— START OF ARTICLE —

Creator of “Flag of Flags” Seeks to Promote Common Understanding Around the Globe
The World Flag Project:
Creator of "Flag of Flags" Seeks to Promote Common Understanding Around the Globe
BY SARAH GRIGG
The United States flag was born amid war, South
Africa's flag from the end of apartheid. The World
Flag's creation also began with painful and unusual
circumstances-a truck hitting a guy on a bicycle.
In 1988, Paul Carroll was biking near New Canaan,
Conn., when he was struck by a cargo van and incapacitated.
With only partial use of his limbs, Carroll
passed hours of bed rest using his only fully functional
Carroll emerged from his rehabilitation with a
clear and compelling vision: to create a symbol of
world unity and cooperation that would be universally
recognizable and comprehensible. This ambitious
project ultimately produced the "World Flag",
which has flown around the world, from the World
Trade Center in New York to Nepal, and continues
to find new places to fly today. The World Flag
Project was initiated to promote multi-cultural
understanding with a focus on geography and common
world issues through the global exposure of
the World Flag.

— END OF ARTICLE —
— START OF DATA ENTRIES —

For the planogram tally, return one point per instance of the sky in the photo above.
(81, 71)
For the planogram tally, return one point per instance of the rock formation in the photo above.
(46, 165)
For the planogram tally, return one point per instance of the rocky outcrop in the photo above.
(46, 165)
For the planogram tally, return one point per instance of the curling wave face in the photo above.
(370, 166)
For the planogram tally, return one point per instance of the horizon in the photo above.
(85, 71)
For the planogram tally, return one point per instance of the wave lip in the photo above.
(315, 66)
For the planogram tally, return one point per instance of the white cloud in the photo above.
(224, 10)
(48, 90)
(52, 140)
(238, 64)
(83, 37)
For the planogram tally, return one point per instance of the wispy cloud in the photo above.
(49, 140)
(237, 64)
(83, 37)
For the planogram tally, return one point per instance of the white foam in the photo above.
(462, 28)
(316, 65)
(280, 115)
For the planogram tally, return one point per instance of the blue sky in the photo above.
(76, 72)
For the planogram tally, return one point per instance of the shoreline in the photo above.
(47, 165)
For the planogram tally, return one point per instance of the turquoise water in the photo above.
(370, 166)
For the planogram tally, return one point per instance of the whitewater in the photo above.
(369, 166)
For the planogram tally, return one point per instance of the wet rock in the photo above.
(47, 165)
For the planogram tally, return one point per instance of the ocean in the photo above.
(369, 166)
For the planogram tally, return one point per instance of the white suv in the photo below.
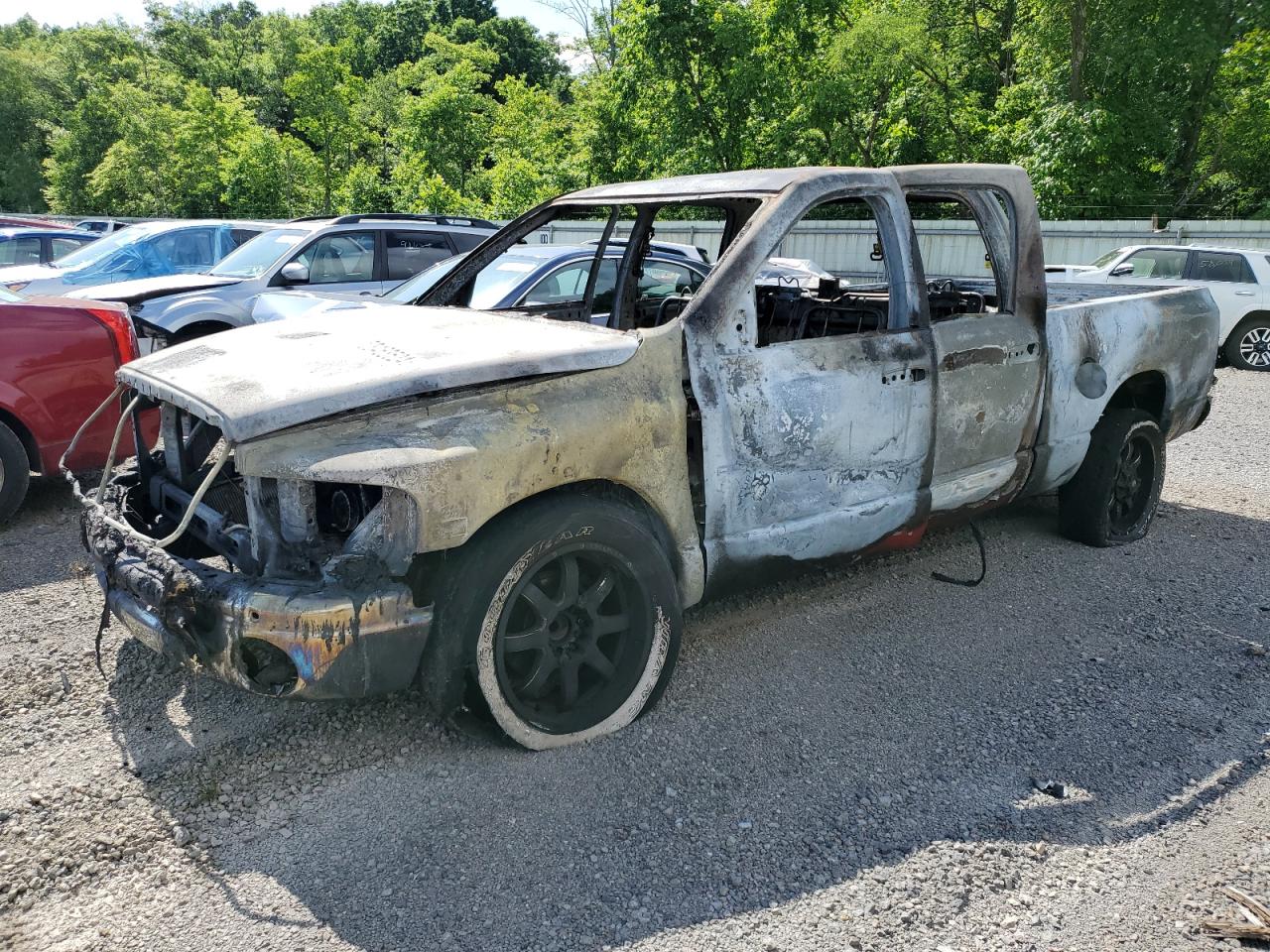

— END OF DATA ENTRIES —

**REQUIRED TASK:** Pick up the article about the World Flag Project after its last sentence and keep writing it. The material was drawn from a separate source.

**OUTPUT OF THE EXERCISE:**
Designing the Flag
In 1988 Paul Carroll envisioned a global image
that would resonate with the people of the world.
He chose flags as the mark-making system for his
original design. Because of their inherent symbolic,
nationalistic, and subconscious power, individual
flags offered inherent possibilities for his vision.
"Moving individual flags into the global realm-
transcending borders, race, and religions-creates
unique impact from micro to macro and back,
Carroll wrote. TheNew Scientist noted that "[t]he
power of symbols to both inspire and unite people
finds its most relevant and meaningful perfection in
the national flags and banners of the world."
As Carroll strove to create a meaningful global
symbol, some thought him crazy; others encouraged
him. While recovering from his accident he began
the arduous task of assimilating and arranging the
flags of the world.
Working on the floor with a set of 4" x 6" U.N.
flags, Paul spent his days configuring and reconfiguring
different designs for the original World Flag.
His ultimate goal-a flag whose design and underlying
symbolism could not only be interpreted globally,
but also be produced and manufactured, the first
World Flag to fly around the globe.
The challenge of assembling 160 flags into a
meaningful, engaging image was daunting. The
options and combinations were virtually unlimited.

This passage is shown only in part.